Task to complete – Locate the line that contains "Expected: one pin per instance of the river water, each". Reproduce it and all following lines up to the end of the material, exactly and with nothing added.

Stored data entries
☆ ☆ ☆ ☆
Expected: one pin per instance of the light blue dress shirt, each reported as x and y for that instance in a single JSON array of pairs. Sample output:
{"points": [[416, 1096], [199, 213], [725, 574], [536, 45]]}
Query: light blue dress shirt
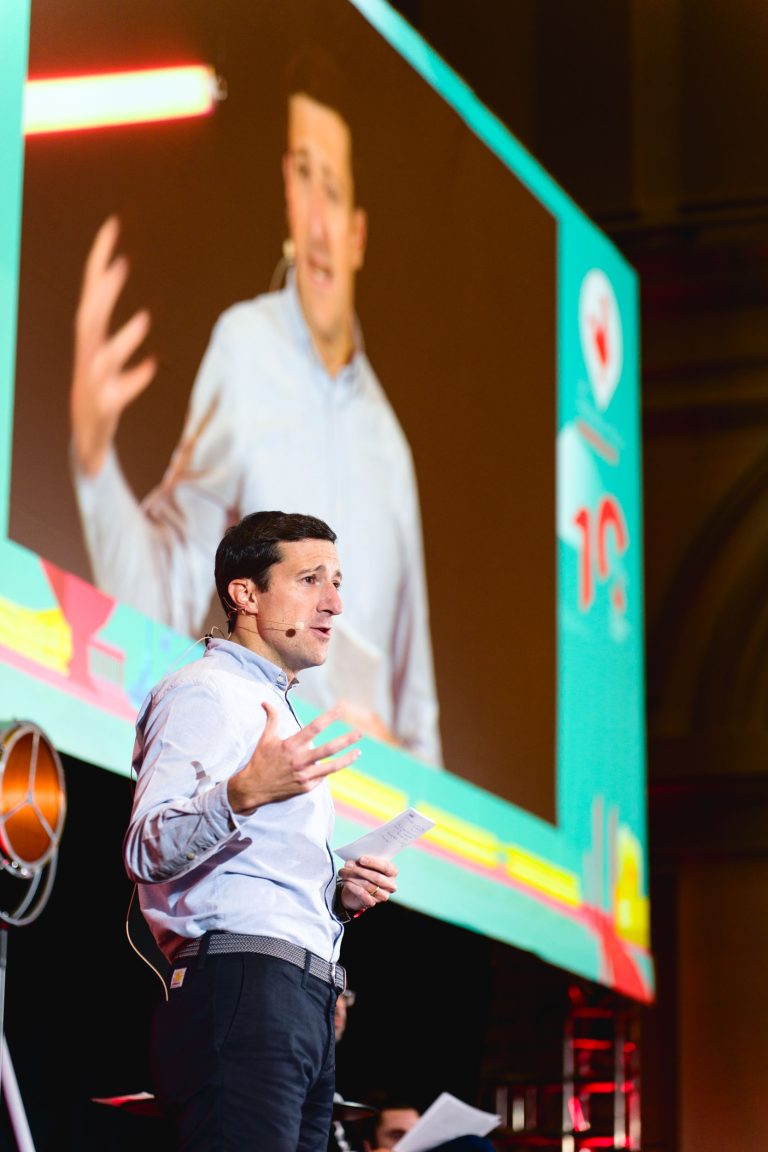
{"points": [[198, 865]]}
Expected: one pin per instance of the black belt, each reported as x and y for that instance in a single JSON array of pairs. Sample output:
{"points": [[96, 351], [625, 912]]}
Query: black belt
{"points": [[219, 942]]}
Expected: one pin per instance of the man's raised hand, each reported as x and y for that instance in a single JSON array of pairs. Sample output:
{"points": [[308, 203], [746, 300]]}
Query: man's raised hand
{"points": [[284, 767]]}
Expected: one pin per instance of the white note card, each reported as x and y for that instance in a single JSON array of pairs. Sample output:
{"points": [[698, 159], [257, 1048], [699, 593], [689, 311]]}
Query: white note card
{"points": [[389, 838], [445, 1120]]}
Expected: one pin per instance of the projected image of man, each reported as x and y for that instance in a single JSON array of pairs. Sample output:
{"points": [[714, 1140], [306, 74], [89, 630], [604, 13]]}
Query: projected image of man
{"points": [[286, 411]]}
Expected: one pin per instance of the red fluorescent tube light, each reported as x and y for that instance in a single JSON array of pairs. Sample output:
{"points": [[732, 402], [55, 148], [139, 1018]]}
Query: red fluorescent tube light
{"points": [[73, 103]]}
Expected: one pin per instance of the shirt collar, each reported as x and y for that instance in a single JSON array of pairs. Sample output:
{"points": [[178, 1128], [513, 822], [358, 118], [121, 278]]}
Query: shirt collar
{"points": [[350, 372], [250, 660]]}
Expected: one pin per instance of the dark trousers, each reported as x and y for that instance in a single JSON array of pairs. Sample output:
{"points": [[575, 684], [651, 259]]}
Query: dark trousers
{"points": [[242, 1055]]}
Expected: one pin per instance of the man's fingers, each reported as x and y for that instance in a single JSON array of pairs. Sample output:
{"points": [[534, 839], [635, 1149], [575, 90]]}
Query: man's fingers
{"points": [[334, 745], [325, 767]]}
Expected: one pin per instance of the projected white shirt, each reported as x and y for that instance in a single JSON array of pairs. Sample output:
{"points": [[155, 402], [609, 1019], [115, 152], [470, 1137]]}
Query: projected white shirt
{"points": [[267, 427]]}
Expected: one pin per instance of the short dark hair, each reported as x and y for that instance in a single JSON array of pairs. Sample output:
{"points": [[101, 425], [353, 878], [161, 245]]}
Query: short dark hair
{"points": [[316, 73], [250, 548]]}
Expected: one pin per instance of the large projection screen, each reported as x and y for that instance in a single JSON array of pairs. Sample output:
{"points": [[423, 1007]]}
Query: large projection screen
{"points": [[503, 327]]}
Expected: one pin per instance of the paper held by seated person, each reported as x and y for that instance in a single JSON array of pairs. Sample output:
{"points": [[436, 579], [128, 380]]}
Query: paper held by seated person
{"points": [[446, 1119], [389, 838]]}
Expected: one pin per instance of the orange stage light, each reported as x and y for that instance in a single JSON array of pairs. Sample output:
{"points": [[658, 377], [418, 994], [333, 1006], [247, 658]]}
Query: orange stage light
{"points": [[75, 103]]}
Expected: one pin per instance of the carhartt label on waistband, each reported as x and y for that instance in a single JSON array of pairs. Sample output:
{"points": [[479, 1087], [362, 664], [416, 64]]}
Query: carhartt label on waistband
{"points": [[177, 977]]}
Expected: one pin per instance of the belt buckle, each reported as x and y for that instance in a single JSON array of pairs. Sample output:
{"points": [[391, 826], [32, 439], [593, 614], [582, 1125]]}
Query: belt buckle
{"points": [[336, 971]]}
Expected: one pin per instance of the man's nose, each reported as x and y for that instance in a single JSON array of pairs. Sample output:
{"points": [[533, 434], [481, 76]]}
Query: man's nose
{"points": [[332, 600], [317, 214]]}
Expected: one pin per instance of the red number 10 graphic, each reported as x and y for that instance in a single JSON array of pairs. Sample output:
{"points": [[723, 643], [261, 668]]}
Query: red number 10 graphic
{"points": [[595, 530]]}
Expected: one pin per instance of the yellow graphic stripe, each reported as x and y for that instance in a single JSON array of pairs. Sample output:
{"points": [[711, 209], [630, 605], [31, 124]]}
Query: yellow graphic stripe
{"points": [[40, 635], [367, 795], [546, 877]]}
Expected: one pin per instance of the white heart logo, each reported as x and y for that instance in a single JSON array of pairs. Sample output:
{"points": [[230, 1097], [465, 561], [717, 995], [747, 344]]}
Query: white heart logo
{"points": [[600, 328]]}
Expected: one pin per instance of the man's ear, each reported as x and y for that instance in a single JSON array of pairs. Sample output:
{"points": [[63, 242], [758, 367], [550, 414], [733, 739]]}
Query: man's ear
{"points": [[359, 237], [242, 596]]}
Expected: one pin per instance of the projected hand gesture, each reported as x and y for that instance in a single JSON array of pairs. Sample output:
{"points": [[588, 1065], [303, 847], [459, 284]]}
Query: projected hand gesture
{"points": [[103, 384]]}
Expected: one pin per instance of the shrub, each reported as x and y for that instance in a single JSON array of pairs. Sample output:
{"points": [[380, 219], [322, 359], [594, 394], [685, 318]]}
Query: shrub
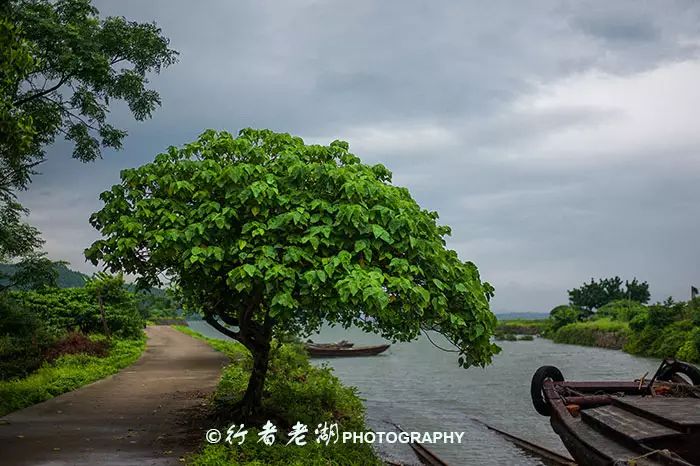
{"points": [[24, 338], [66, 373], [660, 316], [622, 310], [564, 315], [604, 333], [68, 309], [295, 391], [75, 343]]}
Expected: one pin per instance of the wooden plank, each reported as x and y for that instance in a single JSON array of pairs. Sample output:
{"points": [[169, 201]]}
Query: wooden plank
{"points": [[627, 424], [682, 412]]}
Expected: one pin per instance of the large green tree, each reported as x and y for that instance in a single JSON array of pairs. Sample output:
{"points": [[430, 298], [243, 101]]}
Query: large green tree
{"points": [[266, 235]]}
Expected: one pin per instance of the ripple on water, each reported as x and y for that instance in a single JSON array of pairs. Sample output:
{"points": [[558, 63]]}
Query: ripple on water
{"points": [[422, 389]]}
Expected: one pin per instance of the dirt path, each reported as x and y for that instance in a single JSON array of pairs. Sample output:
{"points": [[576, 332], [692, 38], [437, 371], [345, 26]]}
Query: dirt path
{"points": [[147, 414]]}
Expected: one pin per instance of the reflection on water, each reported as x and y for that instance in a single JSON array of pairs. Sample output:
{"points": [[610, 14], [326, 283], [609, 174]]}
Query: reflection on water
{"points": [[422, 389]]}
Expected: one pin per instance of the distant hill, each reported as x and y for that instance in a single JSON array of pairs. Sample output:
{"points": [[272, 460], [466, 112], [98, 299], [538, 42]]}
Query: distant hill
{"points": [[67, 278], [522, 315]]}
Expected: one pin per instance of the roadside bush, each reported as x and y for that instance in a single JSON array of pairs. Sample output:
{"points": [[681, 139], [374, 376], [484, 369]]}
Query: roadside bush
{"points": [[75, 343], [24, 338], [69, 309], [66, 373], [295, 391], [660, 316], [622, 310]]}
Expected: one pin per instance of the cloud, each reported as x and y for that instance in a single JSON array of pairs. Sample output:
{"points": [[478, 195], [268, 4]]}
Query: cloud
{"points": [[557, 138]]}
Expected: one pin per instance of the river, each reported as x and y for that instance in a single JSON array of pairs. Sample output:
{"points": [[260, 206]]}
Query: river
{"points": [[421, 388]]}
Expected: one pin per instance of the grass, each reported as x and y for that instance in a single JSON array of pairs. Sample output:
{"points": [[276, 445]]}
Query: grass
{"points": [[67, 373], [295, 391], [604, 332]]}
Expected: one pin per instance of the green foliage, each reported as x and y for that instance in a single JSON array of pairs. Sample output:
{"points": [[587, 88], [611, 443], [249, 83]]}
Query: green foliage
{"points": [[155, 303], [523, 326], [622, 310], [603, 332], [505, 336], [17, 130], [596, 294], [67, 373], [295, 391], [24, 338], [78, 65], [55, 273], [565, 315], [269, 233], [71, 308]]}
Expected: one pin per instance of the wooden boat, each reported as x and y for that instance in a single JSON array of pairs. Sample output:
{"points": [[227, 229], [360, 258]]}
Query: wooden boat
{"points": [[340, 344], [332, 352], [625, 423]]}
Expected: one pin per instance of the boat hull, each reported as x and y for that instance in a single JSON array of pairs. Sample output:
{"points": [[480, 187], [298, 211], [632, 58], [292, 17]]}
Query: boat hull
{"points": [[327, 352]]}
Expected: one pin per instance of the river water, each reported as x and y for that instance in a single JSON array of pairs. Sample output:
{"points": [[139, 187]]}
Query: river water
{"points": [[421, 388]]}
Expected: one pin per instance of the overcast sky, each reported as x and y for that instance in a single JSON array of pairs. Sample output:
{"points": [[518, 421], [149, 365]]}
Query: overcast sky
{"points": [[559, 139]]}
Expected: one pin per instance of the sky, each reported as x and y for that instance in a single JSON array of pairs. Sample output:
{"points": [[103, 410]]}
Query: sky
{"points": [[558, 139]]}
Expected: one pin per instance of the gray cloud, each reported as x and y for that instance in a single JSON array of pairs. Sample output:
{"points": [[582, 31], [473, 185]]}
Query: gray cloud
{"points": [[555, 137]]}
☆ ☆ ☆ ☆
Task response –
Expected: one pin per instance of the river water, each reported as x and y for that instance in a single JSON array of pairs. Sample output:
{"points": [[139, 187]]}
Query: river water
{"points": [[421, 388]]}
Expected: one pin per instance of the overcast sky, each reported as x and y for that instance in a single JSON array of pairs. Sample output:
{"points": [[518, 421], [149, 365]]}
Query: overcast sky
{"points": [[559, 139]]}
Expected: one pin per instance of the sky, each reported as x and y for that instance in a single JSON array of pairs. Sample output:
{"points": [[103, 410]]}
Query: sky
{"points": [[558, 139]]}
Expected: one pin per instance of the gray cloud, each reported as x and y for that instance in a single JSON array of pairs. Sample output:
{"points": [[582, 31], [473, 185]]}
Query: gray cloud
{"points": [[555, 137]]}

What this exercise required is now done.